We make assumptions about patients before we even meet them. We read their consents, check out their H&Ps and boom, we think we know everything. But we can be surprised.

"Oh, wow, I bet she fell over one of her 13 cats."
"Wonder if she's still in her right mind."
"She's overweight, and on metformin, metoprolol and an atorvastatin."
"Well there you go, hyperglycemia, hypertension, hyperlipidemia. Probably non-compliant, too."
"Look, she's still working."
"Really? What's she do?"
"Uh ... she's a nurse."
"You're kidding me." (An uncomfortable pause.) "How old did you say she was?"

When I actually meet the patient, I introduce myself, check her bracelet and ask about the procedure she's here for, but I'm thinking, "Wow, she doesn't look all that old or fat." Before I know it, I've already compared her to myself. Why do we do this? Just because we work with clinical profiles doesn't give us license to stereotype patients. How would I feel if the roles were reversed? I've been thinking about this lately, because recently they were.

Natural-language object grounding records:
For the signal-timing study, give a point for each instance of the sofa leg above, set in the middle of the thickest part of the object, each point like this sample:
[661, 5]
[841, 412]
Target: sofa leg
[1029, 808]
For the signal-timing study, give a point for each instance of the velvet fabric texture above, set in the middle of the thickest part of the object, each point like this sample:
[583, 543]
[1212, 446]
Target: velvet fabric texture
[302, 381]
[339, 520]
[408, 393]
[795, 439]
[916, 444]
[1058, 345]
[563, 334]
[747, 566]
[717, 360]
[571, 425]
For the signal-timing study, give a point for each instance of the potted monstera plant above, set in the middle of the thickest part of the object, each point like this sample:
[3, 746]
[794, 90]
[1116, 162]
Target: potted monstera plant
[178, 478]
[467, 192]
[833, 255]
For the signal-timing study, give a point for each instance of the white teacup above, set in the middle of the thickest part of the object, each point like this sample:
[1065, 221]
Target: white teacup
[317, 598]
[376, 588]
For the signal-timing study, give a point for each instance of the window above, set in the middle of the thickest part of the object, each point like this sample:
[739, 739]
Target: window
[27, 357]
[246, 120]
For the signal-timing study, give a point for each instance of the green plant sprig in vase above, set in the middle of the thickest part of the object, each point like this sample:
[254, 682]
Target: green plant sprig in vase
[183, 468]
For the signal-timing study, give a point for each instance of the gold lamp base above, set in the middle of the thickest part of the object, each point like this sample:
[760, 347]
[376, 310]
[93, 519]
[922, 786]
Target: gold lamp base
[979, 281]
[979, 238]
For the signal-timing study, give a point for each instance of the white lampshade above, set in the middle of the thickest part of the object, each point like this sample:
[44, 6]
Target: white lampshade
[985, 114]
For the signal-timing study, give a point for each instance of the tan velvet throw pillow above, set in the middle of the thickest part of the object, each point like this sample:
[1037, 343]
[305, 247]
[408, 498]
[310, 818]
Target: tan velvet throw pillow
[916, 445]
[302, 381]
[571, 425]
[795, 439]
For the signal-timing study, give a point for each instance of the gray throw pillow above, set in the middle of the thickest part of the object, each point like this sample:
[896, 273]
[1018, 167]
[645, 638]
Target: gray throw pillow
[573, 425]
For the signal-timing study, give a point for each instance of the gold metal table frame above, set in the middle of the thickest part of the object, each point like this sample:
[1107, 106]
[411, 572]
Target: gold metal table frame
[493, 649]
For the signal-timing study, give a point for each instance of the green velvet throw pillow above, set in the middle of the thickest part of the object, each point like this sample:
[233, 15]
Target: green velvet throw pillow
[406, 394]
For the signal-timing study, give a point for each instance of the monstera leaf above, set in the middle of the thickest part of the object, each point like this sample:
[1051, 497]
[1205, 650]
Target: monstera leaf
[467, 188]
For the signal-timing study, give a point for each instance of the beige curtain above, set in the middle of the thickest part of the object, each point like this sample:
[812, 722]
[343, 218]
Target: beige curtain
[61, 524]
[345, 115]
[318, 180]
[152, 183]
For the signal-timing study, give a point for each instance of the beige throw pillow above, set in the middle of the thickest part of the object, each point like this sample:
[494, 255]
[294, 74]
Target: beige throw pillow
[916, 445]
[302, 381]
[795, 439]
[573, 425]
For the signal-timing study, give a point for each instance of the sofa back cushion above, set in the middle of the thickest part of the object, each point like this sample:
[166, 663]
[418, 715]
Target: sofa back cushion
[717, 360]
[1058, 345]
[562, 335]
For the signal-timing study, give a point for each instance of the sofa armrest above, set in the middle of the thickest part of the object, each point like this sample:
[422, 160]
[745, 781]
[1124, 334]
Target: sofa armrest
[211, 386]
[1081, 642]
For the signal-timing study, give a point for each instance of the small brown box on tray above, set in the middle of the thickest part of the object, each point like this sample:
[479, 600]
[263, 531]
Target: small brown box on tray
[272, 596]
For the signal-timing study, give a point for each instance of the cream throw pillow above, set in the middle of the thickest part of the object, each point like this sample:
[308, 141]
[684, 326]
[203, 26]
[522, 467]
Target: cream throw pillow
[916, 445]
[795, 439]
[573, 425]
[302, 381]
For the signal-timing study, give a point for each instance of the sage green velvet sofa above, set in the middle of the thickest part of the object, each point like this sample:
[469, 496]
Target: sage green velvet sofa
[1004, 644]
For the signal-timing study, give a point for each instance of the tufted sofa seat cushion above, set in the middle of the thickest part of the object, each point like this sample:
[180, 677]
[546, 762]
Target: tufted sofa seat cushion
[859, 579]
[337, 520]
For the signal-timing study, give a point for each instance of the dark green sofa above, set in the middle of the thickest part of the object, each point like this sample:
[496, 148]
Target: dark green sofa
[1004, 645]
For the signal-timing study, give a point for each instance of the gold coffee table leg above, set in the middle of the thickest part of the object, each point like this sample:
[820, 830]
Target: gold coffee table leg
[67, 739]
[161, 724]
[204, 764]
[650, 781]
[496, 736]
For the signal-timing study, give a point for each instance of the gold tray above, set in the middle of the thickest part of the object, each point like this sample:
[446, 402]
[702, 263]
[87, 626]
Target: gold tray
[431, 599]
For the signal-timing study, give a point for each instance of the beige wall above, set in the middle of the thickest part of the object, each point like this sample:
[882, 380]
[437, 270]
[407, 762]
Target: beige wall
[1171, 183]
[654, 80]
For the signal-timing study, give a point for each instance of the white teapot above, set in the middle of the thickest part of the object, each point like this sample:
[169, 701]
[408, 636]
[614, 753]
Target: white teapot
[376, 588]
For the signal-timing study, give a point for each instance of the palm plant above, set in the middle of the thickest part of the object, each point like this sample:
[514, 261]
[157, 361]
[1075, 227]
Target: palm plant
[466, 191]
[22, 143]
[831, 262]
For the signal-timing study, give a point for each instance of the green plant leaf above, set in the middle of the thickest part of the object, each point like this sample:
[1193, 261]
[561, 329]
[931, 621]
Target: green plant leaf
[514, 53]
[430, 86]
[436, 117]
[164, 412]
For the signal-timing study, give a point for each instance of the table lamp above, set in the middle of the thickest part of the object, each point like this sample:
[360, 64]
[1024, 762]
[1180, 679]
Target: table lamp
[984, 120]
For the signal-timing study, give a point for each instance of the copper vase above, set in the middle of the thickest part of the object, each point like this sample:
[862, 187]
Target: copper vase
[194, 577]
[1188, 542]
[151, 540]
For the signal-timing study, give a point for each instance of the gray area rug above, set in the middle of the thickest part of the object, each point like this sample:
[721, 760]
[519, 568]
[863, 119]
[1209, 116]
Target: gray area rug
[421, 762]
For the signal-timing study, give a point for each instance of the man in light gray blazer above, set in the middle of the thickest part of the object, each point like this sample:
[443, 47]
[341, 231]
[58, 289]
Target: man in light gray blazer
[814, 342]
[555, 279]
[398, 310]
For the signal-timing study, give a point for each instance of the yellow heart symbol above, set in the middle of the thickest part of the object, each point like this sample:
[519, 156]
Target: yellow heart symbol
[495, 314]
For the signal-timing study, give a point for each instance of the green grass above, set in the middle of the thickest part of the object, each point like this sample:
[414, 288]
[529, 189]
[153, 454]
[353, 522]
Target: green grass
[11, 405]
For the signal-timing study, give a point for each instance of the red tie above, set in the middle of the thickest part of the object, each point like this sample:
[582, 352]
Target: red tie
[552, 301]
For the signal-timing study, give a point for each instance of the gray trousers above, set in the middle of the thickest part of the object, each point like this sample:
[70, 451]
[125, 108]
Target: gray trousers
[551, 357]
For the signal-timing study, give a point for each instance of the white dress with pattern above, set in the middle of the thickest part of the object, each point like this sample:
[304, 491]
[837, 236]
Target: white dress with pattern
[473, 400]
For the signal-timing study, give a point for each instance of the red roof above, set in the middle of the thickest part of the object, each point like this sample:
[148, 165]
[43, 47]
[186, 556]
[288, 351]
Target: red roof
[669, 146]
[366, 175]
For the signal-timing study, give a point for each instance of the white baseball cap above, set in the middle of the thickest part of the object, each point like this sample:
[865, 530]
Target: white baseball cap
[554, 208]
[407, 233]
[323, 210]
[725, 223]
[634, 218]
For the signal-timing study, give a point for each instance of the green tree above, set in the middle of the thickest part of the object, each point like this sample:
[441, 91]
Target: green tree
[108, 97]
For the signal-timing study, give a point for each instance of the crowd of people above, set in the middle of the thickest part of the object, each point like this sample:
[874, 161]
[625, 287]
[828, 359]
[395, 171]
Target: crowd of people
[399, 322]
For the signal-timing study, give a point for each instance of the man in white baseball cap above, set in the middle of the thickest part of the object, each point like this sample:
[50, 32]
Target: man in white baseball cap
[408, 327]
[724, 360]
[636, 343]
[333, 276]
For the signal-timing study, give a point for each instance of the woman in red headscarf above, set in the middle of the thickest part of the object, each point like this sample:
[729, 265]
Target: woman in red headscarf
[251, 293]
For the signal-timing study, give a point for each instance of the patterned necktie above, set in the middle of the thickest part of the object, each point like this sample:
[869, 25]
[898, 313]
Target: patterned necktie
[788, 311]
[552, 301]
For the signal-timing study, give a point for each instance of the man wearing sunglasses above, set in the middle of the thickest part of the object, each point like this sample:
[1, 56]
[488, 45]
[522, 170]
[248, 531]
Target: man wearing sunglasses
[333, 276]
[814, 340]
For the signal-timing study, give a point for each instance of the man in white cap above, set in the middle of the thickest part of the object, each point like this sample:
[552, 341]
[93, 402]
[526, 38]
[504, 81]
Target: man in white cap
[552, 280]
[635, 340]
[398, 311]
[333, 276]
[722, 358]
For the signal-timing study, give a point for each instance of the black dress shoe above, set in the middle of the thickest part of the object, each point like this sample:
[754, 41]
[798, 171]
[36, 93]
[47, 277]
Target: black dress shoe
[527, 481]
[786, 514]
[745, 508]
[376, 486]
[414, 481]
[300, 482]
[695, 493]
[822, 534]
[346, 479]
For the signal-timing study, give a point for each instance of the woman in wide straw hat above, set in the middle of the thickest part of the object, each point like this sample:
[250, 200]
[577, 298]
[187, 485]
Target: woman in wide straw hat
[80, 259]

TASK LIST —
1. Reproduce the passage of the excerpt about stereotyping patients that opens with the words "We make assumptions" and closes with "can be surprised.".
2. Write the next part of the excerpt about stereotyping patients, picking up after its final sentence.

ANSWERS FOR EACH ITEM —
1.
We make assumptions about patients before we even meet them. We read their consents, check out their H&Ps and boom, we think we know everything. But we can be surprised.

2.
When the nurse becomes the patient
I joke a lot about my lack of gracefulness and my klutzy near misses, but one night at the hospital I tripped over something in the OR. I tried to catch myself, but it was too late. My head hit the OR door and the rest of me landed on the floor. Fortunately, I was working with a great team that night. I was on a stretcher and in the emergency department before I realized that the blood on my scrubs was my own and not the last patient's.

I was treated and released. The next morning I visited a doc-in-the-box urgent care center to see if they could stitch up my left elbow, something we'd missed in the ER. I healed up, returned to work and finished my traveling contract at the hospital. Everything seemed fine.

By the time I made the trip home, though, it was clear there were some complications in my elbow. Within a week I was a name on the surgery schedule, a patient some nurse was reading a history on. I'd given them my age, my weight and everything else they could possibly need to know. What conclusions were they going to draw about me?

Looks can be deceiving
Surgery was routine. They knocked me out, sent me home the same day. I didn't ask who they'd imagined I'd be, based on my chart. Then there's recovery, which is even more trying. My daughter's got her eye on me: She's been treating me like I'm 90. My mother's had to come over, twice, to wash and dry my hair, because I can't lift my arm over my head with this barbaric torture apparatus of a splint on it. And I'm wondering if there's a red fall-risk bracelet in my future.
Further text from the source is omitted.